Segment Start: Data listing

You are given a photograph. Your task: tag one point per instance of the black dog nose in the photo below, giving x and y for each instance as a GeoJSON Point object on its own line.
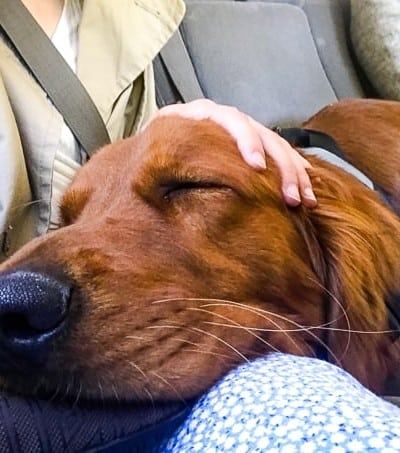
{"type": "Point", "coordinates": [33, 309]}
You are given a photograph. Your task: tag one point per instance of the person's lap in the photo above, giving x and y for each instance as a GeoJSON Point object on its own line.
{"type": "Point", "coordinates": [289, 404]}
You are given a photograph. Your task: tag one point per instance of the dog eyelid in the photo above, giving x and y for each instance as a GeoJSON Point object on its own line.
{"type": "Point", "coordinates": [179, 188]}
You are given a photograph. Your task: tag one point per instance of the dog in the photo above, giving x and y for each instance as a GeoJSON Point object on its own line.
{"type": "Point", "coordinates": [175, 262]}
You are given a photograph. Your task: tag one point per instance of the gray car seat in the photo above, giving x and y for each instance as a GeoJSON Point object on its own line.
{"type": "Point", "coordinates": [278, 60]}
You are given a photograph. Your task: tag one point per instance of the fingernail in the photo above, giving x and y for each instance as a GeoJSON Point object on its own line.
{"type": "Point", "coordinates": [309, 194]}
{"type": "Point", "coordinates": [257, 160]}
{"type": "Point", "coordinates": [293, 192]}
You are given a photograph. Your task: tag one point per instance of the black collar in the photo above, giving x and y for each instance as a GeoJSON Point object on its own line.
{"type": "Point", "coordinates": [307, 138]}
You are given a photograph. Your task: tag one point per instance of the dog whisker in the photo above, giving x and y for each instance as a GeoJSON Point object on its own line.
{"type": "Point", "coordinates": [148, 393]}
{"type": "Point", "coordinates": [197, 330]}
{"type": "Point", "coordinates": [115, 393]}
{"type": "Point", "coordinates": [133, 364]}
{"type": "Point", "coordinates": [168, 384]}
{"type": "Point", "coordinates": [78, 395]}
{"type": "Point", "coordinates": [216, 354]}
{"type": "Point", "coordinates": [100, 387]}
{"type": "Point", "coordinates": [343, 310]}
{"type": "Point", "coordinates": [236, 351]}
{"type": "Point", "coordinates": [235, 324]}
{"type": "Point", "coordinates": [134, 337]}
{"type": "Point", "coordinates": [266, 315]}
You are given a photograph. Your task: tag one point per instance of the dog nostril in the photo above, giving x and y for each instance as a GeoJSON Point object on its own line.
{"type": "Point", "coordinates": [17, 327]}
{"type": "Point", "coordinates": [33, 310]}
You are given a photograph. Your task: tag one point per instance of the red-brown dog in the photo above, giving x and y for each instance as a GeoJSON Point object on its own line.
{"type": "Point", "coordinates": [177, 261]}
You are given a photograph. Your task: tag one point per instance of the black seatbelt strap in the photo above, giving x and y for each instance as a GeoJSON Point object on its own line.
{"type": "Point", "coordinates": [307, 138]}
{"type": "Point", "coordinates": [176, 61]}
{"type": "Point", "coordinates": [54, 75]}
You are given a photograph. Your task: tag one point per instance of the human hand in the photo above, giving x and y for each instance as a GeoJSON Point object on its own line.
{"type": "Point", "coordinates": [254, 141]}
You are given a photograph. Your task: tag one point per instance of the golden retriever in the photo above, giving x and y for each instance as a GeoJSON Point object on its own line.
{"type": "Point", "coordinates": [176, 261]}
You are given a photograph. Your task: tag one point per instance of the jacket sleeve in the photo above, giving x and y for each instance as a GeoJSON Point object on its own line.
{"type": "Point", "coordinates": [15, 193]}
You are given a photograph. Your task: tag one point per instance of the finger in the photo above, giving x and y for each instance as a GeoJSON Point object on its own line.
{"type": "Point", "coordinates": [247, 139]}
{"type": "Point", "coordinates": [304, 181]}
{"type": "Point", "coordinates": [281, 153]}
{"type": "Point", "coordinates": [232, 120]}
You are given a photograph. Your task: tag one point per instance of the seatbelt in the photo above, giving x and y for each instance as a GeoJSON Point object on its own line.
{"type": "Point", "coordinates": [176, 62]}
{"type": "Point", "coordinates": [54, 75]}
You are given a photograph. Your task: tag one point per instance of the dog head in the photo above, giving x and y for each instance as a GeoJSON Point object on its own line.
{"type": "Point", "coordinates": [176, 261]}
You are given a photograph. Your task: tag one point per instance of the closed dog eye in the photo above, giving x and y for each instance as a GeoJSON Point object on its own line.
{"type": "Point", "coordinates": [72, 204]}
{"type": "Point", "coordinates": [180, 189]}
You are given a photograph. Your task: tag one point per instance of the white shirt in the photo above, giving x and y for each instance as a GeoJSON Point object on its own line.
{"type": "Point", "coordinates": [69, 155]}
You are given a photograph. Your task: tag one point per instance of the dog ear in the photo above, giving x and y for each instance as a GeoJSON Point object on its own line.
{"type": "Point", "coordinates": [353, 245]}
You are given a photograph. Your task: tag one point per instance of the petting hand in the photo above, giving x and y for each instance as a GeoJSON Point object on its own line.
{"type": "Point", "coordinates": [254, 140]}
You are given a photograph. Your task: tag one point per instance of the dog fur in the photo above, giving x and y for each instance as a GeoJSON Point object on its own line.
{"type": "Point", "coordinates": [185, 262]}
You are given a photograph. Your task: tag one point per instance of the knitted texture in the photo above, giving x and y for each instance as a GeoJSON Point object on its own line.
{"type": "Point", "coordinates": [289, 404]}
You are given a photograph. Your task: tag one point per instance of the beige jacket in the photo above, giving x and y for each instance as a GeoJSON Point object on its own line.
{"type": "Point", "coordinates": [118, 39]}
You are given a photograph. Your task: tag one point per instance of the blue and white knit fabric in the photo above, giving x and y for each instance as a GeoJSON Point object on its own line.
{"type": "Point", "coordinates": [289, 404]}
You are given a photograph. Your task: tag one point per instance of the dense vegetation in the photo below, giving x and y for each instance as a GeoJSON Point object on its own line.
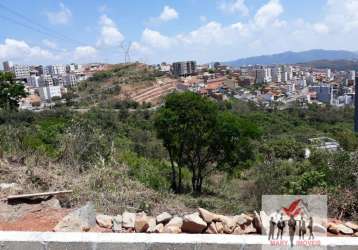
{"type": "Point", "coordinates": [121, 158]}
{"type": "Point", "coordinates": [11, 92]}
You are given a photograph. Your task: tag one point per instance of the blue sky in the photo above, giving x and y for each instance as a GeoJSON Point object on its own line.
{"type": "Point", "coordinates": [160, 30]}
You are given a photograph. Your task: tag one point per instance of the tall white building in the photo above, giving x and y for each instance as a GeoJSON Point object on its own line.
{"type": "Point", "coordinates": [352, 75]}
{"type": "Point", "coordinates": [49, 92]}
{"type": "Point", "coordinates": [57, 69]}
{"type": "Point", "coordinates": [70, 80]}
{"type": "Point", "coordinates": [329, 73]}
{"type": "Point", "coordinates": [263, 75]}
{"type": "Point", "coordinates": [276, 74]}
{"type": "Point", "coordinates": [33, 81]}
{"type": "Point", "coordinates": [7, 65]}
{"type": "Point", "coordinates": [45, 80]}
{"type": "Point", "coordinates": [21, 71]}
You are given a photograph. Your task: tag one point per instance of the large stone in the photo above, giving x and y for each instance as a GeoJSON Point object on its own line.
{"type": "Point", "coordinates": [163, 218]}
{"type": "Point", "coordinates": [79, 220]}
{"type": "Point", "coordinates": [219, 227]}
{"type": "Point", "coordinates": [152, 224]}
{"type": "Point", "coordinates": [344, 229]}
{"type": "Point", "coordinates": [207, 215]}
{"type": "Point", "coordinates": [351, 225]}
{"type": "Point", "coordinates": [159, 228]}
{"type": "Point", "coordinates": [174, 225]}
{"type": "Point", "coordinates": [141, 222]}
{"type": "Point", "coordinates": [104, 220]}
{"type": "Point", "coordinates": [10, 189]}
{"type": "Point", "coordinates": [257, 222]}
{"type": "Point", "coordinates": [211, 229]}
{"type": "Point", "coordinates": [229, 223]}
{"type": "Point", "coordinates": [319, 228]}
{"type": "Point", "coordinates": [339, 228]}
{"type": "Point", "coordinates": [193, 223]}
{"type": "Point", "coordinates": [117, 223]}
{"type": "Point", "coordinates": [242, 219]}
{"type": "Point", "coordinates": [249, 229]}
{"type": "Point", "coordinates": [128, 220]}
{"type": "Point", "coordinates": [265, 222]}
{"type": "Point", "coordinates": [239, 230]}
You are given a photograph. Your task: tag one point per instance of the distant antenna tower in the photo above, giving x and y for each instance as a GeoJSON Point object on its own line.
{"type": "Point", "coordinates": [126, 46]}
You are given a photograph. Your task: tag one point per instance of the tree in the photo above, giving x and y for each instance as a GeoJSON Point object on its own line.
{"type": "Point", "coordinates": [201, 138]}
{"type": "Point", "coordinates": [11, 92]}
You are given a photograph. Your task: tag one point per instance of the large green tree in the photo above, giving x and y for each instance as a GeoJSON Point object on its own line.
{"type": "Point", "coordinates": [11, 92]}
{"type": "Point", "coordinates": [200, 137]}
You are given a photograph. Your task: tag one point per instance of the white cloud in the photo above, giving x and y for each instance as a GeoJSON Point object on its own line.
{"type": "Point", "coordinates": [155, 39]}
{"type": "Point", "coordinates": [234, 6]}
{"type": "Point", "coordinates": [268, 13]}
{"type": "Point", "coordinates": [168, 14]}
{"type": "Point", "coordinates": [85, 53]}
{"type": "Point", "coordinates": [203, 19]}
{"type": "Point", "coordinates": [13, 49]}
{"type": "Point", "coordinates": [49, 44]}
{"type": "Point", "coordinates": [62, 16]}
{"type": "Point", "coordinates": [321, 28]}
{"type": "Point", "coordinates": [110, 35]}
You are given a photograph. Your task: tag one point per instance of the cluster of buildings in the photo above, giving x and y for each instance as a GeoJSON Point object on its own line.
{"type": "Point", "coordinates": [278, 85]}
{"type": "Point", "coordinates": [46, 83]}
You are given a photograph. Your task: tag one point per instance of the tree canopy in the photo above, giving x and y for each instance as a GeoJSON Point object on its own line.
{"type": "Point", "coordinates": [11, 92]}
{"type": "Point", "coordinates": [200, 137]}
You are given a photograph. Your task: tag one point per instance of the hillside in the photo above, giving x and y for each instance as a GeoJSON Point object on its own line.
{"type": "Point", "coordinates": [123, 82]}
{"type": "Point", "coordinates": [291, 57]}
{"type": "Point", "coordinates": [333, 64]}
{"type": "Point", "coordinates": [120, 164]}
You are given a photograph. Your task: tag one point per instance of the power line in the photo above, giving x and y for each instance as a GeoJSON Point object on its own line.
{"type": "Point", "coordinates": [43, 29]}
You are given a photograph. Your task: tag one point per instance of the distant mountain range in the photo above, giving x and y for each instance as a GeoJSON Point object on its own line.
{"type": "Point", "coordinates": [291, 57]}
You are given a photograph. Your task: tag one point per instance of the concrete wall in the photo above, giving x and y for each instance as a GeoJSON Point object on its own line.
{"type": "Point", "coordinates": [109, 241]}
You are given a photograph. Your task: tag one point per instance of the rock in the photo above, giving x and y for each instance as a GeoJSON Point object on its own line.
{"type": "Point", "coordinates": [211, 229]}
{"type": "Point", "coordinates": [152, 224]}
{"type": "Point", "coordinates": [174, 225]}
{"type": "Point", "coordinates": [344, 229]}
{"type": "Point", "coordinates": [228, 223]}
{"type": "Point", "coordinates": [335, 228]}
{"type": "Point", "coordinates": [219, 227]}
{"type": "Point", "coordinates": [159, 228]}
{"type": "Point", "coordinates": [79, 220]}
{"type": "Point", "coordinates": [104, 220]}
{"type": "Point", "coordinates": [193, 223]}
{"type": "Point", "coordinates": [207, 215]}
{"type": "Point", "coordinates": [257, 223]}
{"type": "Point", "coordinates": [10, 189]}
{"type": "Point", "coordinates": [128, 220]}
{"type": "Point", "coordinates": [239, 230]}
{"type": "Point", "coordinates": [242, 219]}
{"type": "Point", "coordinates": [319, 228]}
{"type": "Point", "coordinates": [351, 225]}
{"type": "Point", "coordinates": [249, 229]}
{"type": "Point", "coordinates": [117, 223]}
{"type": "Point", "coordinates": [332, 228]}
{"type": "Point", "coordinates": [141, 222]}
{"type": "Point", "coordinates": [163, 218]}
{"type": "Point", "coordinates": [265, 222]}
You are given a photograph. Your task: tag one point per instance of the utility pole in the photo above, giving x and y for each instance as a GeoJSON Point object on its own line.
{"type": "Point", "coordinates": [356, 105]}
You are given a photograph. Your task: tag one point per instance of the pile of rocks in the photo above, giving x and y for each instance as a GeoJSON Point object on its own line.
{"type": "Point", "coordinates": [202, 221]}
{"type": "Point", "coordinates": [338, 227]}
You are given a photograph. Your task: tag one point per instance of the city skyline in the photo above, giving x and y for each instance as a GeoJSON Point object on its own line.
{"type": "Point", "coordinates": [62, 32]}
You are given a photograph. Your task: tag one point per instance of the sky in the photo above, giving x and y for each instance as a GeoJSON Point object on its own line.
{"type": "Point", "coordinates": [51, 31]}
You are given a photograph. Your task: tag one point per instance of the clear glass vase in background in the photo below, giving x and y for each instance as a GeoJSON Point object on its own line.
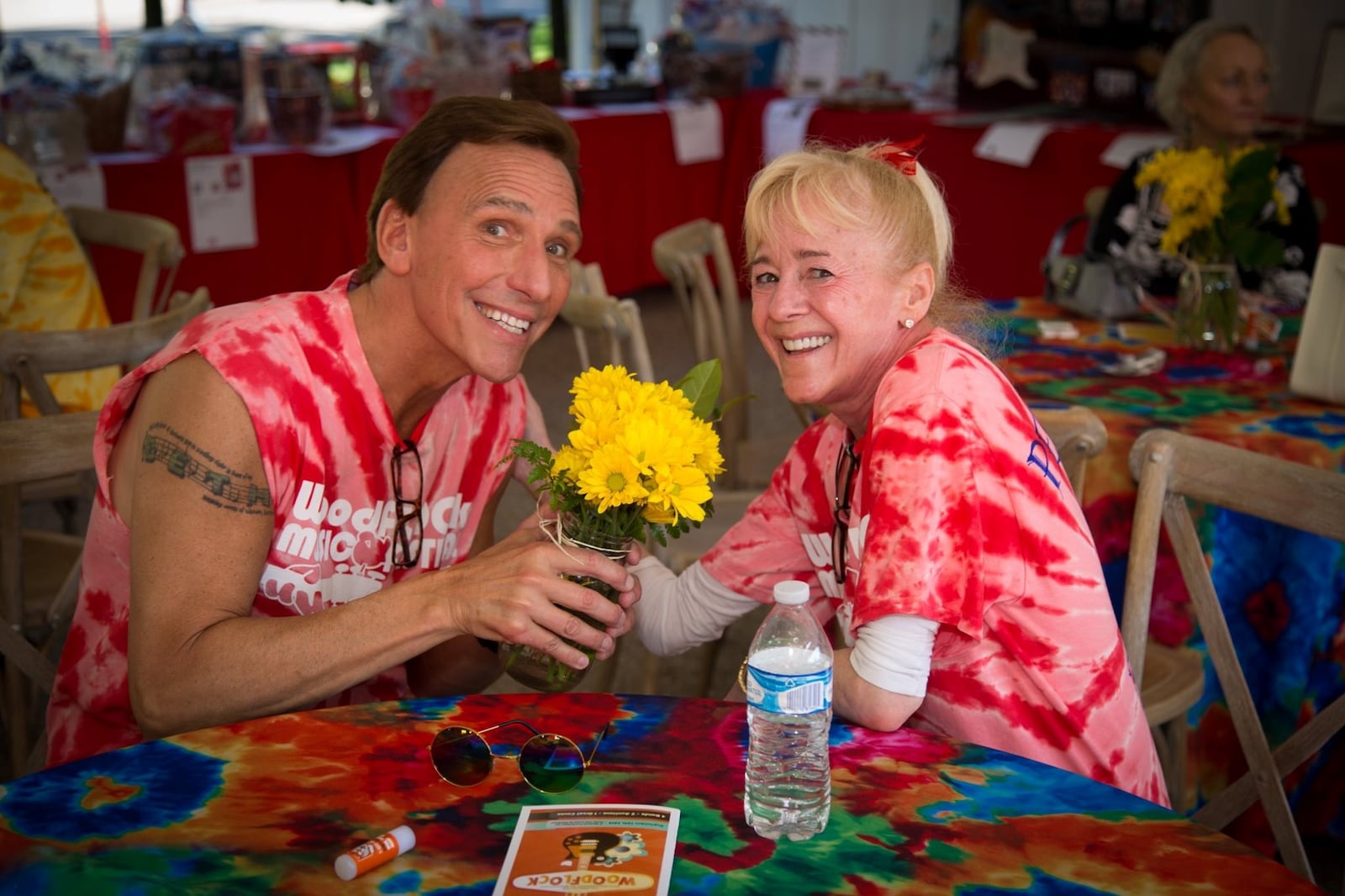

Segment End: Data listing

*The task*
Copy the final stretch of the entries exactly: the line containing "instance of the sky" and every line after it through the last. Include no pictures and nothing more.

*Finished task*
You are given a photograph. Your task: tag one point per instance of the sky in the photo above, giving x and y for each instance as a GeoJSON Point object on its own line.
{"type": "Point", "coordinates": [51, 31]}
You are given a photograph. Your task: tag one point per instance of the clear glass vase in background in the photo below, giving x and y for each instance as a GeoJSON Point object on its own line.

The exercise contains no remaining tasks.